(SELECTED TEXT Opens)
14.10.2022
A community nurse who helped keep services running throughout Covid has won a prestigious award.
South Denbighshire district nurse team manager Kelly Clewett was named Chwarae Teg Womeninspire Women in Health and Social Care Champion at a ceremony in Cardiff, on September 30.
She received her award from Betsi Cadwaladr University health Board’s executive director of Nursing Angela Wood outside Denbigh Infirmary this week, as she had been unable to attend the gala ceremony on the night.
She said her win was recognition for everyone who nurses in the community and urged more trainees to explore the discipline as a career.
After receiving her trophy Kelly, 46, revealed how it was her own long stays in hospital fighting Crohn’s disease, which inspired her to take up the profession.
She said: “When I was younger I thought I’d like to be a nurse but I never thought I would be able to deal with blood or any of the horrible bits.
“But I was in hospital for about two months at a time, a few times, and I just saw loads of stuff and it didn’t bother me.
“I used to try and help the older people I was in the ward with, because I was only 22, and I loved it – I really loved it.”
Despite having completed a politics degree at Greenwich University Kelly, from Prestatyn, had what she called a “Damascene conversion” and decided to follow nursing instead.
“I was just inspired by the nurses and by the work they get given to do,” she said. “It’s brilliant, I loved it.”
Betsi Cadwaladr University Health Board’s executive director of nursing, Angela Wood, said: “Kelly is an inspiration and role model.
“Her work in promoting community nursing is exceptional and I felt very privileged to be able to meet some of her team and present Kelly with her deserved award.”
Kelly qualified aged 29 and began her career at Glan Clwyd Hospital but, because of her experience when training, her heart lay with community nursing and she joined Prestatyn’s district team in 2005.
She has developed to lead staff within the south Denbighshire community resource team, based at Denbigh Infirmary.
Although they’re still very busy, the nature of community nursing allows staff to build up relationships with their patients in a given geographical area.
Kelly explained: “District nursing allows you to speak to the patients a bit more. Lots come and go but we have many people who need care over a long time.
“Their families get to know us, so that’s a really lovely side to it. It’s also the general nature of what we do - we’re sort of experts at everything.”
There can sometimes be a perception community nursing is a bit parochial and it de-skills nurses but it’s an old trope Kelly dispels quickly.
(SELECTED TEXT Closes)
**PROBLEMS TO SOLVE**
**a.** Answer these questions from the article about Kelly Clewett's award:
(i) At what age did Kelly Clewett qualify as a nurse?
(ii) What degree did she complete before nursing, and at which university?
(iii) Where did Angela Wood present her with the award?
**b.** Extend the article about Kelly Clewett's award with a few more paragraphs that pick up after its final sentence.
(RECORDS Opens)
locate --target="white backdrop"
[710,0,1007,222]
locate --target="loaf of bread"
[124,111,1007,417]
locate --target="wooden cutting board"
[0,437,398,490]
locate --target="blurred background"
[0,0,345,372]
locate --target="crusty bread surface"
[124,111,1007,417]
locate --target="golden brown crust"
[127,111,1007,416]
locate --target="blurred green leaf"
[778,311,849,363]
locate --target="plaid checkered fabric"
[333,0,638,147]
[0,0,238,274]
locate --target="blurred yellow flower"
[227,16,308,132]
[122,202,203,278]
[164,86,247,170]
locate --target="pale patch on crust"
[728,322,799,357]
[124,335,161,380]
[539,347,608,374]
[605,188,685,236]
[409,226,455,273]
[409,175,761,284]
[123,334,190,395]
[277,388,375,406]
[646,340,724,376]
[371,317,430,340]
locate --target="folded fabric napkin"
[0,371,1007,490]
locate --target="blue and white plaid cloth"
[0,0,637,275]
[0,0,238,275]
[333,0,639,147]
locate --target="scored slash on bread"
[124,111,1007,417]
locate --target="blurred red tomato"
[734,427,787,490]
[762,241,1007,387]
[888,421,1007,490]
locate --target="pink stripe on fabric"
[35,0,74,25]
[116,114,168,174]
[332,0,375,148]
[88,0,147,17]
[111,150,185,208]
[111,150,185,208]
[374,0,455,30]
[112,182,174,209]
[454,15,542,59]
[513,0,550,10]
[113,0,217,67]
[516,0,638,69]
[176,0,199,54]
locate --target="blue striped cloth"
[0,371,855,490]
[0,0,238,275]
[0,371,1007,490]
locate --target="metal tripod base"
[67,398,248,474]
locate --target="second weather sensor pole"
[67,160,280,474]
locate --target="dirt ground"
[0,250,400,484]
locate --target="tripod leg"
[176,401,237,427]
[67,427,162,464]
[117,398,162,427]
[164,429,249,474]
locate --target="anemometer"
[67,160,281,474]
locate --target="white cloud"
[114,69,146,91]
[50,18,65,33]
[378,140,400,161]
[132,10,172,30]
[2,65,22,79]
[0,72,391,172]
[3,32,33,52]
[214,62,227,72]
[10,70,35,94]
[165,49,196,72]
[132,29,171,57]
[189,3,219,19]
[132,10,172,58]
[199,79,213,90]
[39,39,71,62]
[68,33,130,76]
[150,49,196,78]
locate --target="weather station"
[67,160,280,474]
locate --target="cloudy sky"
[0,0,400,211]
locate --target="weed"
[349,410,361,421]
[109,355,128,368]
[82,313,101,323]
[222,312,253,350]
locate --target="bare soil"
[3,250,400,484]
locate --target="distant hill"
(RECORDS Closes)
**RESPONSES BY ITEM NUMBER**
**a.**
(i) 29
(ii) A politics degree, at Greenwich University
(iii) Outside Denbigh Infirmary

**b.**
She said: “Our ward is everywhere outside of a hospital and everything that entails. Student nurses will come here and do everything.
“There will be patients needing wound care, light wound care or it might be chronic ulcers. They’ll have palliative care patients, they may see someone at end of life, in their last hours to administer medication and deal with the family.
“We’ll be going to see people for continence issues, for chronic disease management and keeping people out of hospital.
“That’s really our main goal and the reason we get out of bed in the morning, keeping patients out of secondary care.
“I would recommend anyone going into nursing to consider community. It’s vital in keeping people out of hospital, in their homes and with some independence. That is what makes it such a rewarding and varied career.”
It’s work which continued for the vulnerable and the housebound throughout the pandemic – and a big reason why Kelly scooped the award.
“I’m just one of many,” said Kelly. “Things like this do highlight what we do and you think ‘this isn’t a normal job is it’?
“It is for all of us and I do feel I’ve been nominated because Chwarae Teg knew about me but they didn’t know about the other DNs out there. So it could have been any of us.”
Chwarae Teg’s chief executive, Cerys Furlong, said: “Kelly’s place as winner of the Woman in Health and Care award reflects her passion and dedication to her work, her colleagues and the people served by district nurses.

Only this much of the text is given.